_Given problem:_
Beginning at the line that contains "right hand shown in this photo.", reproduce every line to the end of the material without changing any of them.

**********

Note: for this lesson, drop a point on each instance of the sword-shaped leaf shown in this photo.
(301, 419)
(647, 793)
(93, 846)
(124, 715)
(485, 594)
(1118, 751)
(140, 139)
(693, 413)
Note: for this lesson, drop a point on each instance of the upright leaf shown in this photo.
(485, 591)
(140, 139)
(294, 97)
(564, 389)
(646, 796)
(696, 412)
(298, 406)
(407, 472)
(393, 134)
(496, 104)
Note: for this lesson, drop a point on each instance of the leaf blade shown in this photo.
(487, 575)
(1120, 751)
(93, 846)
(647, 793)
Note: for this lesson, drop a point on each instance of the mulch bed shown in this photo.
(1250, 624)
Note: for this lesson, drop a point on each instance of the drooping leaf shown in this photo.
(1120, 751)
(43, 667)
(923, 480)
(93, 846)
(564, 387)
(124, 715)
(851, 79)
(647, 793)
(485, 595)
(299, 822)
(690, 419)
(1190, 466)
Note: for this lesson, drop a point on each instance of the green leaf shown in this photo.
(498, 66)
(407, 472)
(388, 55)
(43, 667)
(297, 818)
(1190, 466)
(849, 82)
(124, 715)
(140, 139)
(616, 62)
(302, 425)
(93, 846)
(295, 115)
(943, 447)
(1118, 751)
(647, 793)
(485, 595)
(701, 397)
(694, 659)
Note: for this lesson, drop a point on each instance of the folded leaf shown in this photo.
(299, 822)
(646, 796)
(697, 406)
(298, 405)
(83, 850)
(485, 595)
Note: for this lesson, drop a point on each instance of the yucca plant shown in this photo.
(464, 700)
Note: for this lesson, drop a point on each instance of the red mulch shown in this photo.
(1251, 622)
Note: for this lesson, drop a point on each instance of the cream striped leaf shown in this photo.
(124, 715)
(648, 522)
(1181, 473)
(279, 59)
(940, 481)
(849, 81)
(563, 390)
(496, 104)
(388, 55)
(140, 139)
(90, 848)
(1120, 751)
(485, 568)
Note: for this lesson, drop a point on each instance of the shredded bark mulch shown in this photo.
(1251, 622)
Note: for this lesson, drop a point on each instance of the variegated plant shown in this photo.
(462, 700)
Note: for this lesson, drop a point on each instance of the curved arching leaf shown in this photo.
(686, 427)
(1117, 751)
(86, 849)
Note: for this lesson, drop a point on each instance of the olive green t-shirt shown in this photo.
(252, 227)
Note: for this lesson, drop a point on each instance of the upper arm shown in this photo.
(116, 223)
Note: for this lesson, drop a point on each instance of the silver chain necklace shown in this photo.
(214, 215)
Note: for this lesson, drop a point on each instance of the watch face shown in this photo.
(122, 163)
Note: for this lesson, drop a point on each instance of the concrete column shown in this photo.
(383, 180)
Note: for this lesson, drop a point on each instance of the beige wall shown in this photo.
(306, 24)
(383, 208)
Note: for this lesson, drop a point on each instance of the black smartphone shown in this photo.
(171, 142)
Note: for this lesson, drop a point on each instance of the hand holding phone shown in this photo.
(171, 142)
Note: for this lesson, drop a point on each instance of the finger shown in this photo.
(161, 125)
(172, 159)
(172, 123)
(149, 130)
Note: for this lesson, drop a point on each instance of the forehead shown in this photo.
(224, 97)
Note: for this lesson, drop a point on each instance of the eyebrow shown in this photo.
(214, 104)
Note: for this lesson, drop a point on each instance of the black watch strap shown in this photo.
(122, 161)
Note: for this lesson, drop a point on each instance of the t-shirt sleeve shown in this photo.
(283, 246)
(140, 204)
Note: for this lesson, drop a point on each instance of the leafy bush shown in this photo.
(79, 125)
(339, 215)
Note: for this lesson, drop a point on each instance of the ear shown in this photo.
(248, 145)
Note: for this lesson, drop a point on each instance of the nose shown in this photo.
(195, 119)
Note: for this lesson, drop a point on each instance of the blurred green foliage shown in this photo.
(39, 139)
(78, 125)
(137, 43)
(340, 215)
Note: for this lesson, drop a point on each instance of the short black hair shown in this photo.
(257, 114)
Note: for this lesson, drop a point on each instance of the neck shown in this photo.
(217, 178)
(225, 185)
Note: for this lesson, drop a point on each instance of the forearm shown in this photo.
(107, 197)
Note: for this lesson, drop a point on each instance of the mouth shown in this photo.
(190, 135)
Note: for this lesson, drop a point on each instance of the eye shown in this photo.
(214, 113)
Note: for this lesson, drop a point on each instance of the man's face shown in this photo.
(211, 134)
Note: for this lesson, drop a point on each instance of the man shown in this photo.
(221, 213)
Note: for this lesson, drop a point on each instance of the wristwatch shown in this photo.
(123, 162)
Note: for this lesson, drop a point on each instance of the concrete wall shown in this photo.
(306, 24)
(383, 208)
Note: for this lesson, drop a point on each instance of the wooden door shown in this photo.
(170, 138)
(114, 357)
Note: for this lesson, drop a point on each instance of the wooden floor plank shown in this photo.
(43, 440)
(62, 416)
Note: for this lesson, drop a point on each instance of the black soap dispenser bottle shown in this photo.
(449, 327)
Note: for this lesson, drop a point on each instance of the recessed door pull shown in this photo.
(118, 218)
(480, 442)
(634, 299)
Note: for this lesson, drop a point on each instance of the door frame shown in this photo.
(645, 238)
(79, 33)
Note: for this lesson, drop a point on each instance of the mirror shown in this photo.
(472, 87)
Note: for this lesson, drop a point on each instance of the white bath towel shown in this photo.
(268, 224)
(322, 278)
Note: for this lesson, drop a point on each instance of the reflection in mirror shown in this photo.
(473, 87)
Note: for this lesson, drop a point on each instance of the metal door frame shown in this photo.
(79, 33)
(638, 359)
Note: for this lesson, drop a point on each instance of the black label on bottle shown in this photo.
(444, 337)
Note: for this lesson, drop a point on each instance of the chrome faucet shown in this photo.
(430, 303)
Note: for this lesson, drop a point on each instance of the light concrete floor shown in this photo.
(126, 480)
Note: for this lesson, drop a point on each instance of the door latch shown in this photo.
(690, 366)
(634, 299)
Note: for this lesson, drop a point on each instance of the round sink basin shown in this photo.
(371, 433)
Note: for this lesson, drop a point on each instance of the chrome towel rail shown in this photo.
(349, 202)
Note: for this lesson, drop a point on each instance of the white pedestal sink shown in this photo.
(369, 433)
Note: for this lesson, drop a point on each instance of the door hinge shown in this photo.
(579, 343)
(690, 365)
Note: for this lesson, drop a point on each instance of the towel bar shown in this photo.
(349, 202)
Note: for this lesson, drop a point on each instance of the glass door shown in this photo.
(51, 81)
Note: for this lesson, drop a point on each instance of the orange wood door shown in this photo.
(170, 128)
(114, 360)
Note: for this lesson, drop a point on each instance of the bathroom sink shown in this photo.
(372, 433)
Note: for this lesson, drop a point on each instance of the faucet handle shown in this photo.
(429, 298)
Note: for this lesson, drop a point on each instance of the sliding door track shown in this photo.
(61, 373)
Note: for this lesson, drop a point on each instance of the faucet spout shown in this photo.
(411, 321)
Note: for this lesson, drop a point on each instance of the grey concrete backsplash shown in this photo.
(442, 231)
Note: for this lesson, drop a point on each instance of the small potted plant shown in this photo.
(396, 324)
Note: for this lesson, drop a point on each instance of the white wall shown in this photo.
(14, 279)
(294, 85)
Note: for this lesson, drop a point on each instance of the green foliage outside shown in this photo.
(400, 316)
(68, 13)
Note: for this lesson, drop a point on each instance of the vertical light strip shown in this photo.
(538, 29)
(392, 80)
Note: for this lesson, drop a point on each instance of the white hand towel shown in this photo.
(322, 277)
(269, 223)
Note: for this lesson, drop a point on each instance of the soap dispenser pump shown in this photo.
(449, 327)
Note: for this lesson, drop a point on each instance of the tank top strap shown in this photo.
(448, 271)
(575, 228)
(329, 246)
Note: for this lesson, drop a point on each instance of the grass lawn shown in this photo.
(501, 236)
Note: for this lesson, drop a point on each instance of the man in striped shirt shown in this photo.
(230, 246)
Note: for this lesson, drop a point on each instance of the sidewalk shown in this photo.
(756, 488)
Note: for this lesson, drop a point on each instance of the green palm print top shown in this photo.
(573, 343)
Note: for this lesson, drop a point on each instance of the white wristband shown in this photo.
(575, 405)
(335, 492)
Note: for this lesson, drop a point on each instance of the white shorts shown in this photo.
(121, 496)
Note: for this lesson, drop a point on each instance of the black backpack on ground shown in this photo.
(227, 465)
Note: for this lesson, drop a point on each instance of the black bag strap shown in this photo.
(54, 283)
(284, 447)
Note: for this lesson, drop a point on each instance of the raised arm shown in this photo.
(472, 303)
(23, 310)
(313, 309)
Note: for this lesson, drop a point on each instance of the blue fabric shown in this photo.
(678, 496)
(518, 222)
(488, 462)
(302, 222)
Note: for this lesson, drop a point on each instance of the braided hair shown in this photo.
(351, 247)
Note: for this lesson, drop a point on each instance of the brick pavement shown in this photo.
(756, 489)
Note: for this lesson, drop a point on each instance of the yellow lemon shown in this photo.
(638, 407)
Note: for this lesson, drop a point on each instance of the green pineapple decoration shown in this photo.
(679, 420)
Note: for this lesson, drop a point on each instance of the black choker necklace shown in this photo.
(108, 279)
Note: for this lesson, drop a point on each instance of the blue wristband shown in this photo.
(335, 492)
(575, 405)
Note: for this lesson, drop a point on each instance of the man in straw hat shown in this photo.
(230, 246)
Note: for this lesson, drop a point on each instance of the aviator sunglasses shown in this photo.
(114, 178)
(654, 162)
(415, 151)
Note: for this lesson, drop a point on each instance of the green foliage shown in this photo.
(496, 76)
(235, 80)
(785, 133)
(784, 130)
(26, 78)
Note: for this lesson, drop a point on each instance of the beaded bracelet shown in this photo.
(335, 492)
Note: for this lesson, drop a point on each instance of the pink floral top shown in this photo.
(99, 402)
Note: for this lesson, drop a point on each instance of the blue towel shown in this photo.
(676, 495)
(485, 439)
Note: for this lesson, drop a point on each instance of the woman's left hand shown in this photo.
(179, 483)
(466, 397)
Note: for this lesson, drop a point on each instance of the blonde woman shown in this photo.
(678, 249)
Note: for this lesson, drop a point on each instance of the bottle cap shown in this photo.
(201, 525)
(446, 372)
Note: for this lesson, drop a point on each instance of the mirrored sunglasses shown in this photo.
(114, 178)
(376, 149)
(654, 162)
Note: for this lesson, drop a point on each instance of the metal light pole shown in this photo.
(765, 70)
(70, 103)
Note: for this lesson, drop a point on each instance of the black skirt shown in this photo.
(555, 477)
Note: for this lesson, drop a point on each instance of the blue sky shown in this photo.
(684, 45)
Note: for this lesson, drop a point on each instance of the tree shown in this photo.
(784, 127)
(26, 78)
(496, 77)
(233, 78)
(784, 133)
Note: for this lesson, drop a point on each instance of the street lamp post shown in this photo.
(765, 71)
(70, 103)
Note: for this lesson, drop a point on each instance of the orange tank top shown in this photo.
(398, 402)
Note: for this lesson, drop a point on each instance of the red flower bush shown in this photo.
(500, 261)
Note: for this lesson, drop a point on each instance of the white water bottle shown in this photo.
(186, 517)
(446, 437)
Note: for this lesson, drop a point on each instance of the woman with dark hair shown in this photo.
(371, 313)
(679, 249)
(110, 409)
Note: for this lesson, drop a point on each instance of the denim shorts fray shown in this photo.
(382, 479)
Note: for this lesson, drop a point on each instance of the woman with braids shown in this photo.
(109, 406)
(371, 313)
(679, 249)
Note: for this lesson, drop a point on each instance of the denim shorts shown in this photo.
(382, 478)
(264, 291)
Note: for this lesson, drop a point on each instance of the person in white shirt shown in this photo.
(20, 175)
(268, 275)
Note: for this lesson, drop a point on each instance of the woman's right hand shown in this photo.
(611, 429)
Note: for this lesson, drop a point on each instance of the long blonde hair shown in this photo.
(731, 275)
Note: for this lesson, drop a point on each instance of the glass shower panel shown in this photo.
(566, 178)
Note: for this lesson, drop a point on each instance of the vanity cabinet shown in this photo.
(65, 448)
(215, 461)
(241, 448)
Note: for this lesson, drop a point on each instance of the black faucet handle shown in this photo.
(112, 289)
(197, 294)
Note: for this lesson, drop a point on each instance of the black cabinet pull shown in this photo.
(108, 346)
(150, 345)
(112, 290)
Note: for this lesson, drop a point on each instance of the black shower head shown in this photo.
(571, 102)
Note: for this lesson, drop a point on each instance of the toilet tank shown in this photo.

**********

_Exercise answer:_
Note: for this lesson, drop a point on each instance of the woman's right hand shown in this photo.
(611, 429)
Note: for this lesson, drop a point on each instance of the long blonde hair shown in this photo.
(731, 275)
Note: for this lesson, drop a point on each instance of the glass shower panel shown in this photo.
(566, 178)
Note: for this lesson, drop a point on each instance of the vanity cabinet shown in this photo.
(65, 448)
(215, 461)
(241, 448)
Note: for this lesson, drop a point on each instance of the black faucet handle shown in this photo.
(112, 289)
(197, 294)
Note: for this lesson, drop a point on each instance of the black cabinet pull shown in this photo.
(108, 346)
(150, 345)
(112, 290)
Note: for this lesson, drop a point on each instance of the black shower head shown in this photo.
(571, 102)
Note: for this lesson, drop a point on each instance of the toilet tank shown in this photo.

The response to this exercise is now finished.